=== TESTO ESTRATTO ===
# # # # # # #

Il virus SARS COV-2, fa parte di una famiglia di virus a RNA, i coronavirus (CoV), in grado di causare diverse malattie nell’uomo, soprattutto a livello del tratto respiratorio superiore e del tratto gastrointestinale.
La gravità di queste condizioni è molto variabile:
• sindromi da raffreddamento
• SARS (sindrome respiratoria acuta grave Severe Acute Respiratory Syndrome)
• MERS (sindrome respiratoria mediorientale, Middle East Respiratory Syndrome) • I coronavirus sono comuni in molte specie animali (come i cammelli e i pipistrelli) ma in alcuni casi, seppur raramente, possono modificarsi e infettare l’uomo per poi diffondersi nella popolazione
Dei 7 coronavirus umani conosciuti fino a oggi e comuni in tutto il mondo, i primi sono stati identificati a partire dagli anni Sessanta, i più recenti nel nuovo millennio Coronavirus umani comuni sono:
o 229E (coronavirus alpha)
o NL63 (coronavirus alpha)
o OC43 (coronavirus beta)
o HKU1 (coronavirus beta)
Altri coronavirus umani:
o SARS-CoV che causa la Severe acute respiratory syndrome (SARS) descritta per la prima volta in Cina nel 2002 che ha provocato nel biennio 2002-2003, 8.098 casi accertati in 26 Paesi, con 774 decessi (letalità stimata 10%). Dal 2004 in poi non sono stati individuati altri casi.
o MERS-CoV, che causa la Middle East respiratory syndrome , è originata nel 2012 in Arabia Saudita per poi diffondersi ad altri Paesi del Medio Oriente, dove ha registrato il massimo numero di casi, e nel mondo (27 Paesi all’apice dell’epidemia), Europa compresa. La MERS non è mai scomparsa e l’infezione continua a trasmettersi all’uomo. Anche a gennaio 2020 sono stati segnalati casi sporadici negli Emirati Arabi Uniti. 2.499 casi accertati, con 861 decessi (letalità stimata 34%).
o SARS-CoV-2 nuovo coronavirus (denominato in precedenza 2019-nCoV o COVID-19) sequenziato a metà gennaio 2020 dai ricercatori cinesi e successivamente in altri laboratori nel mondo, compreso quello italiano dell’Istituto Nazionale per le Malattie Infettive Lazzaro Spallanzani , Si tratta di un virus nuovo, della famiglia dei Coronaviridae, imparentato con l’agente responsabile della SARS. Attualmente non è possibile stabilire con certezza il numero degli infetti e il numero dei malati, in quanto gli interventi diagnostici (leggasi tamponi o screening sierologici), sono differenti da paese a paese, e perfino, in Italia, da Regione a Regione, rendendo impossibile perciò una stima reale della mortalità rispetto al numero degli infetti e persino dei malati. In Italia, l’esecuzione del tampone al domicilio, sulla base dei sintomi “lievi”, non è routinaria.
Da quanto si sa, il periodo di incubazione è stimato fra i 2 e i 14 giorni, con una media di 5 giorni e i sintomi più comuni di un’infezione delle alte vie respiratorie da parte dei coronavirus nell’uomo includono febbre, tosse, cefalea, faringodinia (mal di gola), difficoltà respiratorie, malessere generale per un breve periodo di tempo.
Nei casi più gravi, l’infezione può causare polmonite o broncopolmonite, sindrome respiratoria acuta grave, insufficienza renale, fino alla morte.
L’interessamento delle basse vie respiratorie e le complicanze sono più frequenti nelle persone con preesistenti patologie croniche dell’apparato cardio-vascolare e/o respiratorio e nelle persone con compromissione del sistema immunitario, nei neonati e negli anziani ma, con l’espandersi della pandemia, si è osservato che la malattia colpisce qualsiasi classe di età.
Allo stato attuale, la conoscenza del virus è ancora superficiale, come pure le informazioni sulle vie di trasmissione (aerea, oro fecale), sul rischio di contagio da persone portatrici ma asintomatiche e sulla sopravvivenza del virus nell’aria o sulle comune superfici.
Per questo si consiglia di consultare i siti dell’Istituto Superiore della sanità e CDC Atlanta.

# # # # # # #

=== PROBLEMA DA SVOLGERE ===
Cita dal testo sui coronavirus il passo che va da "Il virus SARS COV-2, fa" fino a "del tratto gastrointestinale." compreso, senza cambiare nulla.

# # # # # # #

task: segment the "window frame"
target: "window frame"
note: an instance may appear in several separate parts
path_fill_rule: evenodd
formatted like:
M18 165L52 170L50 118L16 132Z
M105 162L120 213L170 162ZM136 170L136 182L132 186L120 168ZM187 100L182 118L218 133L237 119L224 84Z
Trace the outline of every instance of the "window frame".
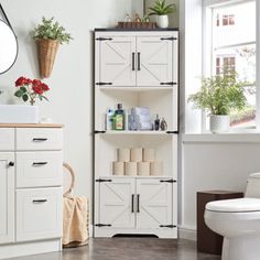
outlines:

# # # # # # #

=== SPAZIO RISPOSTA ===
Il virus SARS COV-2, fa parte di una famiglia di virus a RNA, i coronavirus (CoV), in grado di causare diverse malattie nell’uomo, soprattutto a livello del tratto respiratorio superiore e del tratto gastrointestinale.